WHAT IS NEEDED: Here are some records. Repeat them all exactly.

DATA RECORDS:
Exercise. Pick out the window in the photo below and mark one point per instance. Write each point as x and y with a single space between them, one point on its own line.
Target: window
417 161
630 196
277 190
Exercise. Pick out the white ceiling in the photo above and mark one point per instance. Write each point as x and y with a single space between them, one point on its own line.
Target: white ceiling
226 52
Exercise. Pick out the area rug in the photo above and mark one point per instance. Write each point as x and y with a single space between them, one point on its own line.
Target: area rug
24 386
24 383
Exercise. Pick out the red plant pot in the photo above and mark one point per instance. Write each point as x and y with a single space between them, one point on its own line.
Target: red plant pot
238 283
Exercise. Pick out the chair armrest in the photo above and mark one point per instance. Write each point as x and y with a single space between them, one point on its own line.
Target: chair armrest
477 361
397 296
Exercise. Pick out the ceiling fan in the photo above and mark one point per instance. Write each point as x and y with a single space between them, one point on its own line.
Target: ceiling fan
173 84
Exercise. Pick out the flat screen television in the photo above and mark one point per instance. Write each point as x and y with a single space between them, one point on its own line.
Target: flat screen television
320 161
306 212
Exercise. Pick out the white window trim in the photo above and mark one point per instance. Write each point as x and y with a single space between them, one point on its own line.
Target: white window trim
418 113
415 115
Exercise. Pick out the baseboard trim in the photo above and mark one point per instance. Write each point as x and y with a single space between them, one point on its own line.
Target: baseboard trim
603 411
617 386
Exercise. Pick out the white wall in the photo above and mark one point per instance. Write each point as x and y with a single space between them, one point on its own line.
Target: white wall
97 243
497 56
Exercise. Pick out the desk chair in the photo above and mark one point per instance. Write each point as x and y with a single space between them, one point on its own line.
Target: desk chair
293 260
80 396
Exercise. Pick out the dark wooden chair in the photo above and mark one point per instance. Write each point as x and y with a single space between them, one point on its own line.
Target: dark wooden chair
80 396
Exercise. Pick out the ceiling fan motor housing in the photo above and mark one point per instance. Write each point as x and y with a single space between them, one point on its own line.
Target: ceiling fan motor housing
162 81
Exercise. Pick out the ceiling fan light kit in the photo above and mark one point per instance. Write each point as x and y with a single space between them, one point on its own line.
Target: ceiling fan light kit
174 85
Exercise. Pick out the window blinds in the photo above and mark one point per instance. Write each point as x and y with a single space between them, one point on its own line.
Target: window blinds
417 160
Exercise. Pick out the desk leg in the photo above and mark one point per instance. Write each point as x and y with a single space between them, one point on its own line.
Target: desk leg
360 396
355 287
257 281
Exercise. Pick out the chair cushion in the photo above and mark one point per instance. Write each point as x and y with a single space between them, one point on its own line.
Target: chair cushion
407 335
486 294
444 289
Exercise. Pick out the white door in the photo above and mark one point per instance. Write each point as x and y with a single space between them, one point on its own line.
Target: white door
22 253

RESPONSE BOX:
Exercise. Pick out the window in the photo below and mark one point per instance. Write each point as x and y with a single space between them, one point on its own line.
Target: window
417 161
630 196
277 190
Exercise. Pick out the white ceiling in the photo above and mark one point per instance. Write each point as x and y with a single space between them, one point on its own line.
Target: white ceiling
226 52
Exercise. Pick out the area rug in the photo above and mark one point per instance. Write each point as x and y with a single space between them, one point on its own line.
Target: area rug
24 386
24 383
Exercise. Pick out the red plant pot in the photo above and mark one point per instance. Write each point as x and y with a single space between them, one point on its own line.
Target: red plant pot
238 283
Exercise. Pick out the chair armrest in the photo above and mark one point per instance. Write each point as x and y with a single space between them, one point on its own line.
Target: chair armrest
477 361
397 296
Exercise. Pick out the ceiling fan in the photo above and mark one point per instance. Write each point as x and y with a single space between them, one point on its own line.
Target: ceiling fan
173 84
Exercise. Pick out the flat screen television in the photo above and mark one point per instance. Write each point as x and y with a single space between them, one point on its own line.
Target: flat screen television
320 161
306 212
Exercise. Pick out the white window trim in the photo above and mark one point per instance. Write each point as x and y with a single space between them, one point on its own line.
Target: white window trim
418 113
415 115
Exercise. Pick out the baseboard trim in the photo above and mark one point per instance. Write each point as x and y with a single space between them, one point on its own line.
Target: baseboard trim
603 411
617 386
Exercise. Pick out the white wall in the photo above and mark one point per instance. Write each point as x and y with a single space between them, one point on its own line.
Target: white wall
97 243
497 56
Exercise. Pick out the desk chair in the photo above and mark one point per instance. Write each point as x and y with a single space between them, one point on its own line.
Target: desk chair
293 260
80 396
Exercise. Pick out the dark wooden chair in the photo above and mark one point per instance. Write each point as x and y with a single space between them, one point on its own line.
Target: dark wooden chair
80 396
Exercise. Pick out the ceiling fan motor housing in the photo above and mark one point per instance. Write each point as x and y with a single space between them, one point on its own line.
Target: ceiling fan motor housing
162 81
Exercise. Pick out the ceiling fan light kit in the photo above and mark one point per instance. Write each point as x and y with a single space between them, one point on its own line.
Target: ceiling fan light kit
174 85
Exercise. Pick out the window blinds in the photo above and mark one point per instance. Write each point as x and y with a single space between them, one point on its own line.
Target: window blinds
417 160
Exercise. Pick out the desk leg in the photo above and mark one point per instance. Write each point as x and y with a single space between them, one point on its own line.
Target: desk leg
360 396
355 287
257 281
Exercise. Pick out the chair cushion in the photo above and mark one point per instance. Write each point as x and y with a single space between them, one point on its own line.
Target: chair cushion
407 335
486 294
444 289
Exercise. Pick out the white door in the photo above and mark one point per instance. Write each point as x and y with a single space between them, one point on its own line.
Target: white door
22 253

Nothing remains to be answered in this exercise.